[[ DOCUMENT SEGMENT open ]]

Etihad (لِلطَّيْرَان) of the United Arab Emirates and Singapore Airlines have been working to get all staff inoculated against COVID-19. Singapore had 90% of its staff registered for a vaccine dose by the end of January, 2021 but Etihad appears to have beaten them to it with its claim that all of its pilots and cabin crew member have been innoculated with a vaccine.
To do so, the Etihad Airways Medical Centre became an accredited Covid-19 vaccination clinic in December 2020 and Tony Douglas, Group CEO took the vaccine on 4th January, 2021 and staff were encouraged to attend inoculation clinics across the UAE. In total, 75% of Etihad’s total current workforce have been inoculated with at least one dose of a vaccine.
The United Arab Emirates, as a nation, has now vaccinated over four million people which is almost half of its population with one of four COVID-19 vaccines: Oxford-AstraZeneca, Pfizer-BioNTech, Sinopharm, Sputnik V.
While Etihad staff will continue to don Personal Protective Equipment, their risk factor will fall enormously. This will allow the airline to restore services to more cities. Etihad (like almost every airline in the world) laid off hundreds of staff throughout last year while cutting Executive salaries by 50% and reducing other staff salaries for most of the year. It will probably be at least two years, maybe three before passenger numbers return to pre COVID-19 levels. This will mean a slow return to staffing levels.

[[ DOCUMENT SEGMENT closed ]]
[[ DATA SECTION open ]]

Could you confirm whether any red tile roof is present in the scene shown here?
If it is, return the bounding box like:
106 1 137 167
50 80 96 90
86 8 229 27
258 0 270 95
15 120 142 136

[[ DATA SECTION closed ]]

ASSIGNED TASK A — Name every COVID-19 vaccine listed in the article on Etihad's staff vaccinations.
ASSIGNED TASK B — Render this sentence from the article on Etihad's staff vaccinations in Spanish: "This will allow the airline to restore services to more cities."
ASSIGNED TASK C — From the article on Etihad's staff vaccinations, return the passage starting with "Etihad (لِلطَّيْرَان) of" and going on through "of a vaccine.".

ANSWER BOX A — Oxford-AstraZeneca, Pfizer-BioNTech, Sinopharm, Sputnik V

ANSWER BOX B — Esto permitirá a la aerolínea restablecer los servicios a más ciudades.

ANSWER BOX C —
Etihad (لِلطَّيْرَان) of the United Arab Emirates and Singapore Airlines have been working to get all staff inoculated against COVID-19. Singapore had 90% of its staff registered for a vaccine dose by the end of January, 2021 but Etihad appears to have beaten them to it with its claim that all of its pilots and cabin crew member have been innoculated with a vaccine.
To do so, the Etihad Airways Medical Centre became an accredited Covid-19 vaccination clinic in December 2020 and Tony Douglas, Group CEO took the vaccine on 4th January, 2021 and staff were encouraged to attend inoculation clinics across the UAE. In total, 75% of Etihad’s total current workforce have been inoculated with at least one dose of a vaccine.